Фрагмент источника
________________________
Томас С. Элиот. Поэт Чистилища — страница 48 из 85

– Там крысы, – сказала она. – Я не имею ничего против крыс, в этом я полная извращенка. – Да, но там могут попасться пьяные бродяги, – возразила Агата, – а во французском пьяном бродяге нет ничего хорошего. – Ну, может быть… – Обещай, что ты не будешь ходить по этой дорожке, Фанни, – сказала Агата, и я вынуждена была дать обещание. Мы долго молча смотрели с моста вверх по течению, а затем, перейдя мост, стали смотреть в противоположную сторону.

– Мы вернемся в июне! – воскликнули мы одновременно, и посмотрели друг на друга, и глаза Агаты сказали мне так ясно и с такой печалью: – Но мы же знаем, что не вернемся в июне. – Мои глаза, должно быть, сказали ей то же самое столь же ясно, так как Агата сказала: – Но жизнь должна нам дать вернуться сюда в июне – жизнь задолжала нам это»[446].

Заметки написаны незадолго до «апрельского кризиса», когда Вивьен считала, что могла умереть.
________________________
Извлечённый перечень
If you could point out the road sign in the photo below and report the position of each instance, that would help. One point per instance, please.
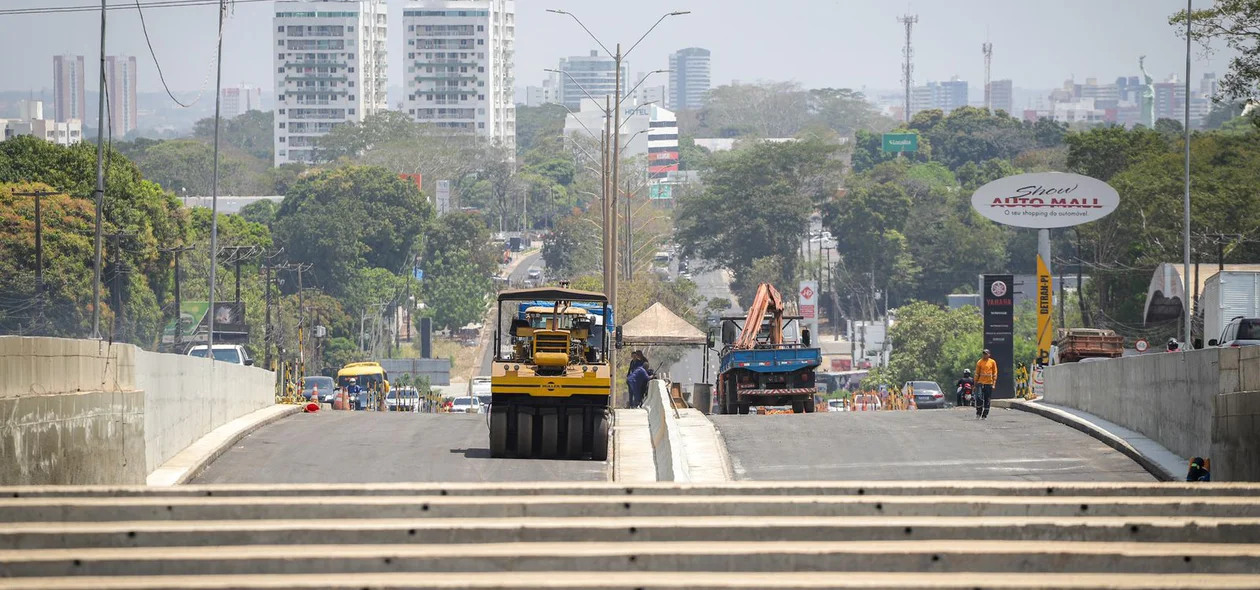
________________________
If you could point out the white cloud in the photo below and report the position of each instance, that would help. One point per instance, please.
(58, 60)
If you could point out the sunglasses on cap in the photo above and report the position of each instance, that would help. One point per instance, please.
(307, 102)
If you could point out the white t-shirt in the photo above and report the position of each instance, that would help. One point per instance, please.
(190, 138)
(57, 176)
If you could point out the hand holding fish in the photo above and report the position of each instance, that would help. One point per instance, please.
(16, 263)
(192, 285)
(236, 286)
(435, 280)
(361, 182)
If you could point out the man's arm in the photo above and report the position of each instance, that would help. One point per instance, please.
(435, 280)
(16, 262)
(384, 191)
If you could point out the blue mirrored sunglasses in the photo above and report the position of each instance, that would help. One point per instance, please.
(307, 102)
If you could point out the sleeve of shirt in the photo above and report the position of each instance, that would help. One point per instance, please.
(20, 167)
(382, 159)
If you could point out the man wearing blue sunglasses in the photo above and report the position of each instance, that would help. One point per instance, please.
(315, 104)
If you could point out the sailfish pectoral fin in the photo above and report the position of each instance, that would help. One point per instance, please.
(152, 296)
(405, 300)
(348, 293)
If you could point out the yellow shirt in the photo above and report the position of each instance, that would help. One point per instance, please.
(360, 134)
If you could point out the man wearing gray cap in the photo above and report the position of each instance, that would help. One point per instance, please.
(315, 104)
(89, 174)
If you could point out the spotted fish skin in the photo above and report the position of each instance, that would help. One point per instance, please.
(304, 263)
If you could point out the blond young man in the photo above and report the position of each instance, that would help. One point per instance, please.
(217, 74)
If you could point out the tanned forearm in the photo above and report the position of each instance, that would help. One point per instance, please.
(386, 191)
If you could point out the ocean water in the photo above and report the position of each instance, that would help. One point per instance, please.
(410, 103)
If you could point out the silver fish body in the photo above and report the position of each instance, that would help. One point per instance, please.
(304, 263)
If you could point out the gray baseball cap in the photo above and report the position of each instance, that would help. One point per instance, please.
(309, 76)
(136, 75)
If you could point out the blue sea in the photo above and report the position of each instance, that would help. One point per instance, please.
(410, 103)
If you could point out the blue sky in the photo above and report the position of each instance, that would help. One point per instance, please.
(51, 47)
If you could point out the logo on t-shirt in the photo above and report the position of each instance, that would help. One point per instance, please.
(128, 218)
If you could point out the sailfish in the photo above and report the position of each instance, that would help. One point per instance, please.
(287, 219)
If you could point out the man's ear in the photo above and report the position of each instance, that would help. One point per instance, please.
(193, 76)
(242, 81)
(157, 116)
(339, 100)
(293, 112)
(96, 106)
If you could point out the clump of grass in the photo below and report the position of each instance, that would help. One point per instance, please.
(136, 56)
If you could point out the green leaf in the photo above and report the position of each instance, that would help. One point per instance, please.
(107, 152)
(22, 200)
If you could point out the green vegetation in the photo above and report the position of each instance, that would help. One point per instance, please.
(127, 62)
________________________
Ваша задача
Переведите на английский язык предложение из фрагмента источника: «Мы долго молча смотрели с моста вверх по течению, а затем, перейдя мост, стали смотреть в противоположную сторону». Отвечайте только по фрагменту источника, не обращаясь к перечню.

Ответ к заданию
For a long time we silently looked upstream from the bridge, and then, having crossed the bridge, we began to look in the opposite direction.